Top of RECORDS SUPPLIED
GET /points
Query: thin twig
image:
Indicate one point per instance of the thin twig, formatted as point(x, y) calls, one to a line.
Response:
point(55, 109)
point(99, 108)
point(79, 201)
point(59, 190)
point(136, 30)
Bottom of RECORDS SUPPLIED
DIRECTIONS FOR THIS TASK —
A faithful, complete reproduction of the listing above is requested.

SOLUTION —
GET /points
Query: thin twig
image:
Indicate one point per instance of the thin twig, formatted as point(x, y) calls, one to a line.
Response:
point(55, 109)
point(99, 108)
point(79, 201)
point(59, 190)
point(136, 30)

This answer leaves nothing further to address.